#### [Текст для упражнения]
========================

Читаем Павел Федотов полностью

Безумие давно уже исподволь подступало к нему, и если бы не обычная федотовская скрытность, это бы заметили гораздо ранее июня 1852 года. От одного только Коршунова не мог он утаиться, и тот наблюдал за хозяином со все возрастающей тревогой и беспокойством. Однако на людях Федотов держался все так же приветливо и спокойно, казался даже уверенным в себе, все также шутил и отшучивался, хотя иные его шутки и вызывали недоумение.

Спокойствие с каждым днем давалось ему все труднее. Он делался раздражителен, малейший пустяк мог взорвать его или довести до слез. Он не понимал, что с ним происходит, винил во всем нервное переутомление, но сократить работу был не в состоянии — она его уже не отпускала. Он стал избегать встреч, запирался дома, не отвечал на обычный стук в оконное стекло. Или уходил, бродил подолгу по самым безлюдным окраинам Васильевского острова — по Смоленскому полю, по Смоленскому кладбищу, забирался и на остров Голодай — пустынное и уединенное место последнего упокоения казненных декабристов. Там он проводил часы в полном одиночестве, и Коршунов не раз его отыскивал плачущим, доставлял домой и приводил в себя, прикладывая ко лбу мокрое полотенце. Или вдруг подступали непонятные страхи, и он как-то, не выдержав, написал: «Я боюсь всего на свете, даже воробья, и он, пролетев мимо носа, может исцарапать его, а я не хочу ходить с расцарапанным носом. Я боюсь всего, остерегаюсь всего, никому не доверяю, как врагу, затем, чтобы со всеми жить в дружбе, или в ладу по крайней мере…»

========================

#### [Исходный листинг]
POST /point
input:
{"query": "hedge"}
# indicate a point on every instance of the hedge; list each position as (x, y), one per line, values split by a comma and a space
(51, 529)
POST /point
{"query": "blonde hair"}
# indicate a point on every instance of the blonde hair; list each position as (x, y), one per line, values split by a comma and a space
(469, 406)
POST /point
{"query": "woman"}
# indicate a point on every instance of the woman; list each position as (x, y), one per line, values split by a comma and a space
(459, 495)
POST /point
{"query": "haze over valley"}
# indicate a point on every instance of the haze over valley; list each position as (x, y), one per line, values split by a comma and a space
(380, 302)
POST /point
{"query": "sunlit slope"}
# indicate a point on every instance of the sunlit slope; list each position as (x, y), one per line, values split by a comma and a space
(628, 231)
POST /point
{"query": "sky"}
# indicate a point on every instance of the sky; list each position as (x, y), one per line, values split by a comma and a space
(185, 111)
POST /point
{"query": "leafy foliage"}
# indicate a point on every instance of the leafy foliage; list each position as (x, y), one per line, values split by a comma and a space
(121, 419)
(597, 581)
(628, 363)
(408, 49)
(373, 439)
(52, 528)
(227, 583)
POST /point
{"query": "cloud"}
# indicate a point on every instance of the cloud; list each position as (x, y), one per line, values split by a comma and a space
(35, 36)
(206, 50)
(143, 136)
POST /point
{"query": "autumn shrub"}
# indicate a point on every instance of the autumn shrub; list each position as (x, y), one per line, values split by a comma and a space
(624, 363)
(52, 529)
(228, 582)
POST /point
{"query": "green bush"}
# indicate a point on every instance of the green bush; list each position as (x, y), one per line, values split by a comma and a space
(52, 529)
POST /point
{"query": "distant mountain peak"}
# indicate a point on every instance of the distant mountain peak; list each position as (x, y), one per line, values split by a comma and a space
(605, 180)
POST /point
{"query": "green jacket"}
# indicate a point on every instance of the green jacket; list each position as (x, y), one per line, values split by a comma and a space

========================

#### [Вопросы к тексту]
1: Воспроизведите фрагмент текста о Федотове от слов «Читаем Павел Федотов» до слов «и вызывали недоумение.» включительно, без каких-либо изменений.
2: Определите, соответствуют ли тексту о Федотове утверждения (а), (б) и (в). Для каждого ответьте «да» или «нет» и приведите точную цитату из текста, на которой основан ответ.
(а) Коршунов замечал, что с Федотовым происходит неладное.
(б) Федотов сократил объем работы, чтобы справиться с переутомлением.
(в) Во время прогулок Федотов бывал на острове Голодай.
Листинг представляет собой самостоятельный материал, отдельный от текста о Федотове.

#### [Ответы к заданиям]
1:
Читаем Павел Федотов полностью

Безумие давно уже исподволь подступало к нему, и если бы не обычная федотовская скрытность, это бы заметили гораздо ранее июня 1852 года. От одного только Коршунова не мог он утаиться, и тот наблюдал за хозяином со все возрастающей тревогой и беспокойством. Однако на людях Федотов держался все так же приветливо и спокойно, казался даже уверенным в себе, все также шутил и отшучивался, хотя иные его шутки и вызывали недоумение.

2:
(а) Да: «От одного только Коршунова не мог он утаиться».
(б) Нет: «но сократить работу был не в состоянии».
(в) Да: «забирался и на остров Голодай».